--- START ---

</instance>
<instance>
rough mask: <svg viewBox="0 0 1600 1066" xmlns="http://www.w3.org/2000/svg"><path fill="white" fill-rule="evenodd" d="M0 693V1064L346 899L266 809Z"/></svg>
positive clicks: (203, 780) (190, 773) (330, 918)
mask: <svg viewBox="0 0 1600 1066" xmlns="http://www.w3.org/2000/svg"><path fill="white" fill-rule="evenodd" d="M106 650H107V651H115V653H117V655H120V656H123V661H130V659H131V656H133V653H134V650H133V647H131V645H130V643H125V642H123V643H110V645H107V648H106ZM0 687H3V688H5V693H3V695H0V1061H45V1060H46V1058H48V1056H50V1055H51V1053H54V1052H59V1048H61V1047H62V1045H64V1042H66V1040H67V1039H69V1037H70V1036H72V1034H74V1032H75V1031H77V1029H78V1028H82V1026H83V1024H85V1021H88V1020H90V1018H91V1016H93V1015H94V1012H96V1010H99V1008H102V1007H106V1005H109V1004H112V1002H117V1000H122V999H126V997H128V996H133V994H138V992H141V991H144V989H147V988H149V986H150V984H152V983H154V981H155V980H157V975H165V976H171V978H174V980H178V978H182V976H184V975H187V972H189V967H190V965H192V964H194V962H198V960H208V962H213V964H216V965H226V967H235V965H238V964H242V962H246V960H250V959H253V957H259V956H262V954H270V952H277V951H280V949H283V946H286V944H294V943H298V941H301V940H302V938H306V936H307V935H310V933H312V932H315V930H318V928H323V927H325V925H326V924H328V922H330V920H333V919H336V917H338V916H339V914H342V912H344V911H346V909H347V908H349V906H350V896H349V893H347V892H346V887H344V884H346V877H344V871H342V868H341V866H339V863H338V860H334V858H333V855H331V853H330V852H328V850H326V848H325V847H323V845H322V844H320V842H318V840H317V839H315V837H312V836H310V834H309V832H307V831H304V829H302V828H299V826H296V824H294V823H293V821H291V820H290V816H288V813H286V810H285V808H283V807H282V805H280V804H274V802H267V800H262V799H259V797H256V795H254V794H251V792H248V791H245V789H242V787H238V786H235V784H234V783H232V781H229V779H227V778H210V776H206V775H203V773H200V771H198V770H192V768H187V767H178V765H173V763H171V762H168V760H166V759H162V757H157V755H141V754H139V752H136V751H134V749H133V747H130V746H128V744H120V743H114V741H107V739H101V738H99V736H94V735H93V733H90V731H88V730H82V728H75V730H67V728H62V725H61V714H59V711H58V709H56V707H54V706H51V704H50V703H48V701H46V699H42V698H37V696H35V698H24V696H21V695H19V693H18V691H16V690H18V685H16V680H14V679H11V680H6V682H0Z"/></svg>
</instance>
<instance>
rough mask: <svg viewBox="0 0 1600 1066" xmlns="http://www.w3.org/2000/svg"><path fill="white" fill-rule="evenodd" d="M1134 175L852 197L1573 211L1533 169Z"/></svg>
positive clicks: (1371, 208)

--- END ---
--- START ---

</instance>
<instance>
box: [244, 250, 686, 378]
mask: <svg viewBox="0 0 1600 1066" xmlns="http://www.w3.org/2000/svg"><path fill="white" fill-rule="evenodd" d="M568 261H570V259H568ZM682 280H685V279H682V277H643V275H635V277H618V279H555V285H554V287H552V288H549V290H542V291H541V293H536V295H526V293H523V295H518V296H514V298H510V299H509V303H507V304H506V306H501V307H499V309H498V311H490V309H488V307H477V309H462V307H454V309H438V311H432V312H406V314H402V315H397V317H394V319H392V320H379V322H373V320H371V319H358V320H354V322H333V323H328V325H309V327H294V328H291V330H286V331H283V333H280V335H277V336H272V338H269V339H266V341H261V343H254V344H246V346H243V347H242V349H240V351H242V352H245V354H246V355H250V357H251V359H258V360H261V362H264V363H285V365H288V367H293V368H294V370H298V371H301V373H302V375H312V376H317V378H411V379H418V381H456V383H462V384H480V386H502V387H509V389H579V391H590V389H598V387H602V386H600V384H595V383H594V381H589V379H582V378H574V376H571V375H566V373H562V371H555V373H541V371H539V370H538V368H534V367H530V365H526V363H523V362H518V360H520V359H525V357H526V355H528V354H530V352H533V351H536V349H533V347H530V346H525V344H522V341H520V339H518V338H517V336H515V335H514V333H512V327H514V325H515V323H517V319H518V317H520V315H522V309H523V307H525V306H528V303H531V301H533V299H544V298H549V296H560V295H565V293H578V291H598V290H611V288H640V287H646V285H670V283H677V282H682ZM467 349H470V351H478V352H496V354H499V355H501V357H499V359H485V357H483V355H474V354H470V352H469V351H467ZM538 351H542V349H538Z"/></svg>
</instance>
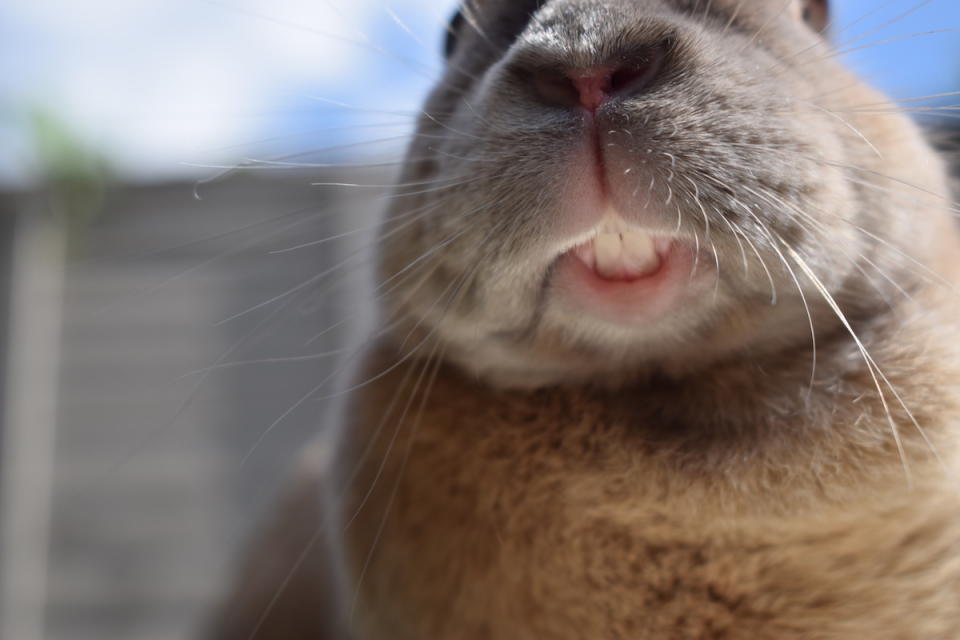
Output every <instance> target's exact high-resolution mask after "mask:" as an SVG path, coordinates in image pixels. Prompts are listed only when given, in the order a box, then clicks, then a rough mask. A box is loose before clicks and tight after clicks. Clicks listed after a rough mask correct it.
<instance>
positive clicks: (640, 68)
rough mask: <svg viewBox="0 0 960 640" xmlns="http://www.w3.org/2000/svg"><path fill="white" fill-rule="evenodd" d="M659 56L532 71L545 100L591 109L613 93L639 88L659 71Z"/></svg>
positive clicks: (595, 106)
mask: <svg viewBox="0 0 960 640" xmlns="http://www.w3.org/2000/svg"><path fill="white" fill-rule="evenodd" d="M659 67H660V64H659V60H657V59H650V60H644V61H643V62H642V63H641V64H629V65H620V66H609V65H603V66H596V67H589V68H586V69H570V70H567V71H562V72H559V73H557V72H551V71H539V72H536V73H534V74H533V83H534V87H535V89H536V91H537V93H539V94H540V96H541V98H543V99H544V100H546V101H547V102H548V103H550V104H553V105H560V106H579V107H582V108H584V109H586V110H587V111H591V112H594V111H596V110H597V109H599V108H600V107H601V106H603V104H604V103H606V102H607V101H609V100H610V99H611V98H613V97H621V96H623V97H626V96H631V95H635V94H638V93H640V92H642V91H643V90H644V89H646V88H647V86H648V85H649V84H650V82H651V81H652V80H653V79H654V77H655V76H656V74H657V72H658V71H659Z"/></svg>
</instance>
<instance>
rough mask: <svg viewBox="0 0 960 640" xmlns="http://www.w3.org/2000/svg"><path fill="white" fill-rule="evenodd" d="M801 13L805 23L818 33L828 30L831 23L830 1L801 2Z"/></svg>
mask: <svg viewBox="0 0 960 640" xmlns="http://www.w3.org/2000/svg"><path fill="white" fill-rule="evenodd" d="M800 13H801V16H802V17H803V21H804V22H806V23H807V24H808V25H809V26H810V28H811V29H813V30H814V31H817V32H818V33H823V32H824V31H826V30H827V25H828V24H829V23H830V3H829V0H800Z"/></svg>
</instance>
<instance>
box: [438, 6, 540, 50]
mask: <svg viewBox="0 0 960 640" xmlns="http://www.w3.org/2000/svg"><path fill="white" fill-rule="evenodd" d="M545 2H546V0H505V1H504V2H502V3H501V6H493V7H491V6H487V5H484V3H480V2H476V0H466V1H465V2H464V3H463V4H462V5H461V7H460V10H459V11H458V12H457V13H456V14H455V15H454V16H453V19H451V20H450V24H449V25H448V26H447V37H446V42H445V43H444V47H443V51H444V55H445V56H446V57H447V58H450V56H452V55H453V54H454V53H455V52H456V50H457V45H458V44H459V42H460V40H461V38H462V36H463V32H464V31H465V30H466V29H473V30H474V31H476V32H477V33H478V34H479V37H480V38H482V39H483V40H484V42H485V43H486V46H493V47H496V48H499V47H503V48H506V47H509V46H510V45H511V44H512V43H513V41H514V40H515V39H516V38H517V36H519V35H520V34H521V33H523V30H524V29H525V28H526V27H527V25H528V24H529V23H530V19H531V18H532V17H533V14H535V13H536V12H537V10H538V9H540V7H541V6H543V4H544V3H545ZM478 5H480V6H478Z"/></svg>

--- END ---

## Your instructions
From the items above, extract every line that contains the string "positive", treating uppercase and lowercase letters as distinct.

## Exercise answer
positive clicks: (203, 780) (190, 773) (330, 918)
positive clicks: (1371, 208)
positive clicks: (640, 68)
positive clicks: (595, 106)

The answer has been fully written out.